What to do -
Output exactly the lines between the line that contains "Where can the dark" and the last line of the material, counting both.
::: Data to process :::
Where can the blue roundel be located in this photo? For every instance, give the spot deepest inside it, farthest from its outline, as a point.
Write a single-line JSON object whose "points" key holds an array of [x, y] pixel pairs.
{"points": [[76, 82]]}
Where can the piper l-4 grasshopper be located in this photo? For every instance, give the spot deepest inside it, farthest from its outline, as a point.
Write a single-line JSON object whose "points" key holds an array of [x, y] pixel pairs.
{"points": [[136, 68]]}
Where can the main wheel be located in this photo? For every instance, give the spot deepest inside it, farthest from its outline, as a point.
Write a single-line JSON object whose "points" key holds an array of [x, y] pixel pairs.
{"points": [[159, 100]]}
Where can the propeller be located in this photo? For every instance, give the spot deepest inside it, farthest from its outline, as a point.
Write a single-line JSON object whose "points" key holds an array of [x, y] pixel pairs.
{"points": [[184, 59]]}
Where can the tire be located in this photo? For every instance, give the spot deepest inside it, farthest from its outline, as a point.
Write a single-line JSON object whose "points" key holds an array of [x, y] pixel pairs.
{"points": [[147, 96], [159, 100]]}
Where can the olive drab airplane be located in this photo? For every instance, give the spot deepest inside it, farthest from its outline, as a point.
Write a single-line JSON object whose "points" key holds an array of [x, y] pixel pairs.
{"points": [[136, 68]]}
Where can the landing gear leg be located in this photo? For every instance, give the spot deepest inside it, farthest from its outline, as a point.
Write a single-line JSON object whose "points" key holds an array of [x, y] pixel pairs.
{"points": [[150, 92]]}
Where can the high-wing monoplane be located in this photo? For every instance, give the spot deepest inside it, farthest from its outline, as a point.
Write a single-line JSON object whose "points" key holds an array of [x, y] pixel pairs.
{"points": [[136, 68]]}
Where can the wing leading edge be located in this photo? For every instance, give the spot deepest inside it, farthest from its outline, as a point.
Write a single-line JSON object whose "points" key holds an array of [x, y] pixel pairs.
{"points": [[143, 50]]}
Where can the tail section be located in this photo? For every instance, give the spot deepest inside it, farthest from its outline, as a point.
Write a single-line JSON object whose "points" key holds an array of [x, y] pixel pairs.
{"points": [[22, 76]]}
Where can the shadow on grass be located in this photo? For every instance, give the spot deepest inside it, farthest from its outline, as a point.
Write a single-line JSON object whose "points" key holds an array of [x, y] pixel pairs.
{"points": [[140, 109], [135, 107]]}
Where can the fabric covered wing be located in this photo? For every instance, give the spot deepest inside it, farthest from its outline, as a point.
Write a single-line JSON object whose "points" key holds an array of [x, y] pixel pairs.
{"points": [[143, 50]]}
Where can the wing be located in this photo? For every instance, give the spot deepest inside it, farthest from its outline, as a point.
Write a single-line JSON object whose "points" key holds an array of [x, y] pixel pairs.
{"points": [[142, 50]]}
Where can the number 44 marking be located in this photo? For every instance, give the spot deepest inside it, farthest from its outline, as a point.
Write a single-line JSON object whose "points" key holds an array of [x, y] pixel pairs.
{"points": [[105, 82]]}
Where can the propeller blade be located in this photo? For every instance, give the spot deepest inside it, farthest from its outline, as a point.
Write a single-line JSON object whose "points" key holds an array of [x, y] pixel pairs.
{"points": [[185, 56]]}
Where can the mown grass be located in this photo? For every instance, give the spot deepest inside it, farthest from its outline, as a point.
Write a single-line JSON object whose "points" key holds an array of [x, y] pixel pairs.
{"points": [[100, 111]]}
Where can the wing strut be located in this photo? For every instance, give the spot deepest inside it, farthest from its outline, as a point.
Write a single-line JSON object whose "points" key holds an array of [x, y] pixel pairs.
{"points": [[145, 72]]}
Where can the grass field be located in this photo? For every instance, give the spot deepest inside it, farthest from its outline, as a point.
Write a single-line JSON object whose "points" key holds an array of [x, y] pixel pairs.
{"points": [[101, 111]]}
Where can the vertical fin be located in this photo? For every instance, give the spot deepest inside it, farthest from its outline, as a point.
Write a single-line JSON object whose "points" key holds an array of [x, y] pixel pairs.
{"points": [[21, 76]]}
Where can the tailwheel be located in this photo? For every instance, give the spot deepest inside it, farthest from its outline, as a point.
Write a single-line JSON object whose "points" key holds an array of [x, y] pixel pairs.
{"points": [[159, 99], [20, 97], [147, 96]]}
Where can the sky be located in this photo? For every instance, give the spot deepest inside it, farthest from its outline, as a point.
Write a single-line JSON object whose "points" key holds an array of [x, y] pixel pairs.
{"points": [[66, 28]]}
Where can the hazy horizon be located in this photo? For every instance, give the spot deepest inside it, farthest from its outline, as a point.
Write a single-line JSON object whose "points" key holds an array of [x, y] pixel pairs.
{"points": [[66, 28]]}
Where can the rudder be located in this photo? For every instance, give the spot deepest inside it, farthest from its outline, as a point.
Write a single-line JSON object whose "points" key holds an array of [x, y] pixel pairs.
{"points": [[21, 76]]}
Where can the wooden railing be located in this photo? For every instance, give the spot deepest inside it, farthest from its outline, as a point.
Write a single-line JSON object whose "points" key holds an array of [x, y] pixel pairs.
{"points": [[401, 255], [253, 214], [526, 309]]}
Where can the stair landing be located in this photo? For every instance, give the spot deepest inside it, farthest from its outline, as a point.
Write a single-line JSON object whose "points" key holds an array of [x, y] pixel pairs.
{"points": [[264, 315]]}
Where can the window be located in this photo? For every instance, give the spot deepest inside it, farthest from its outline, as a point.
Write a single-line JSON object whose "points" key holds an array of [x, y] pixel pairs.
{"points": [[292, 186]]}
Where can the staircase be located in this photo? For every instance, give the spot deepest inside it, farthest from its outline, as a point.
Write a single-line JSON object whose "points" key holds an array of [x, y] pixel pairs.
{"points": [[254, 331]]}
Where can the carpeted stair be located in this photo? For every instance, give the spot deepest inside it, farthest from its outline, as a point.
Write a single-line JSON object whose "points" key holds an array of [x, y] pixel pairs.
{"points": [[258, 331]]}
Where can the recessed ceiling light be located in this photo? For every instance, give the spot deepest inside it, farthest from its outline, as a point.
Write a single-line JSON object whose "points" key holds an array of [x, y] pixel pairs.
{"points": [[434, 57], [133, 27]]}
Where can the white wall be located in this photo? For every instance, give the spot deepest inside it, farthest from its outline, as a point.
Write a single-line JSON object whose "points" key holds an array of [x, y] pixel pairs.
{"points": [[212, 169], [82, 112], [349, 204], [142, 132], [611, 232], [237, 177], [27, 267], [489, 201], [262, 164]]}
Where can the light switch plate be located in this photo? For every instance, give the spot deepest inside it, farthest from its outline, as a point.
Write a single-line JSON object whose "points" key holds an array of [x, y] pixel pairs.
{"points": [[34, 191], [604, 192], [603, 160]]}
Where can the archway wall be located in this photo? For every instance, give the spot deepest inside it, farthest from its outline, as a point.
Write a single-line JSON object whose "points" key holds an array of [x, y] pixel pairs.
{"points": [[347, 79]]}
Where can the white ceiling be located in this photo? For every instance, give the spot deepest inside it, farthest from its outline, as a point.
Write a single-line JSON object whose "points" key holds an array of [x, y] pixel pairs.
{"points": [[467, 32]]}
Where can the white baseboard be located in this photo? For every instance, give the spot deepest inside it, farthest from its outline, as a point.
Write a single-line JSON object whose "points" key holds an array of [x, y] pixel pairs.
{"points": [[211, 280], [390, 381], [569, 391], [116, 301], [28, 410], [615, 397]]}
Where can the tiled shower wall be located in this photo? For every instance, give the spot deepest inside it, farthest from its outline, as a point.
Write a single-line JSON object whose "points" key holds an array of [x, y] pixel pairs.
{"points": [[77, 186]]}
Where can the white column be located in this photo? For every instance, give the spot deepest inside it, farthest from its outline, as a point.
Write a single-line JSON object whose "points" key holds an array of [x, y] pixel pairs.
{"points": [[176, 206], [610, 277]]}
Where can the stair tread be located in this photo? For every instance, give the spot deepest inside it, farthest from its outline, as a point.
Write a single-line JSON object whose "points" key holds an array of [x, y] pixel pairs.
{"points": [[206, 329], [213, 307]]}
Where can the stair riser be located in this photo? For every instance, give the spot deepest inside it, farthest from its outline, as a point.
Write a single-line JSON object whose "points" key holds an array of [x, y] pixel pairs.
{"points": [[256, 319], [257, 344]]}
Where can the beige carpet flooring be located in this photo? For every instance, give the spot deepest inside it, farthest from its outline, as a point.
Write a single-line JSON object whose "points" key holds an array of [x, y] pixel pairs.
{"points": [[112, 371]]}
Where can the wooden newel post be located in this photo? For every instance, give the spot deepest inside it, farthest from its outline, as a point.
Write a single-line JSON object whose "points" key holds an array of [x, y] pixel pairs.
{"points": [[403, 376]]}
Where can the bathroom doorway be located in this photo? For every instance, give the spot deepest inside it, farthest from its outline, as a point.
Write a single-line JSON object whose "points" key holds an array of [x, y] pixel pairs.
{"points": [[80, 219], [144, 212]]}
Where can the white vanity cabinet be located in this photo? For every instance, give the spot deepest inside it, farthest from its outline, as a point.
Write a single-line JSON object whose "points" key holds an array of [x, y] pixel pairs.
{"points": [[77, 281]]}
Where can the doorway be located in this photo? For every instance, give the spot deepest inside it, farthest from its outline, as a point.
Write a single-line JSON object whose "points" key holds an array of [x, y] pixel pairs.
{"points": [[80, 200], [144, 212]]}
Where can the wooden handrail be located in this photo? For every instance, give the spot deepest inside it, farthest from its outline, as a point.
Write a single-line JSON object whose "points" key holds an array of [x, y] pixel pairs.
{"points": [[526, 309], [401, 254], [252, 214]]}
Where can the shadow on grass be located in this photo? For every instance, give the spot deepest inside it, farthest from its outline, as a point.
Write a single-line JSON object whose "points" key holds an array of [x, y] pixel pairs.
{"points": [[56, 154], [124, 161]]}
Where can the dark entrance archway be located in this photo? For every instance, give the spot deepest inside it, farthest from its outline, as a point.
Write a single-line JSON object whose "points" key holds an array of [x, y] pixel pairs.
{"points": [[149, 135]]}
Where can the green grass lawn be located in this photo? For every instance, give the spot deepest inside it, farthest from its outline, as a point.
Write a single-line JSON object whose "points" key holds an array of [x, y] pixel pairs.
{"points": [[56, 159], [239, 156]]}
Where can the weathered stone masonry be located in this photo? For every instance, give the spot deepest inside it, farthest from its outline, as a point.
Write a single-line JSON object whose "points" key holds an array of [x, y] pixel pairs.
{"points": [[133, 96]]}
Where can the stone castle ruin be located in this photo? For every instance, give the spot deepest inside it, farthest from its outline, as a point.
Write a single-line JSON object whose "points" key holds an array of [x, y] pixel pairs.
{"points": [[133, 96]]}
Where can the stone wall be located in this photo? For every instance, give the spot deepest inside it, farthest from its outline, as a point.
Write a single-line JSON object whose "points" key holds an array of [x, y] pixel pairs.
:::
Task output -
Where can the dark entrance archway be located in this photo? For every instance, give the spot deepest inside it, farthest from its outline, as a point.
Write a single-line JSON object whose "points" key holds an array of [x, y] pixel pairs.
{"points": [[149, 135]]}
Where can the green grass lawn be located in this photo? For every instance, give the spot deepest inside it, farthest from its outline, as a point.
Write a single-line JSON object whose "points" key holds an array of [x, y] pixel pairs.
{"points": [[56, 159], [239, 156]]}
Where can the weathered stone masonry be located in this photo? For every instance, give the spot deepest inside it, farthest from its outline, as a point.
Write a single-line JSON object whose "points" key holds an array of [x, y] pixel pairs.
{"points": [[133, 96]]}
Where can the stone castle ruin be located in this photo? For every instance, give the spot deepest inside it, farthest from its outline, as a point.
Write a single-line JSON object whose "points" key holds an array of [x, y] pixel pairs.
{"points": [[133, 96]]}
Where can the stone wall be located in this photo? For every instance, give the spot deepest inside it, farthest from its outline, as a point.
Write a single-line JSON object whose "points" key holds an array of [x, y] pixel pairs.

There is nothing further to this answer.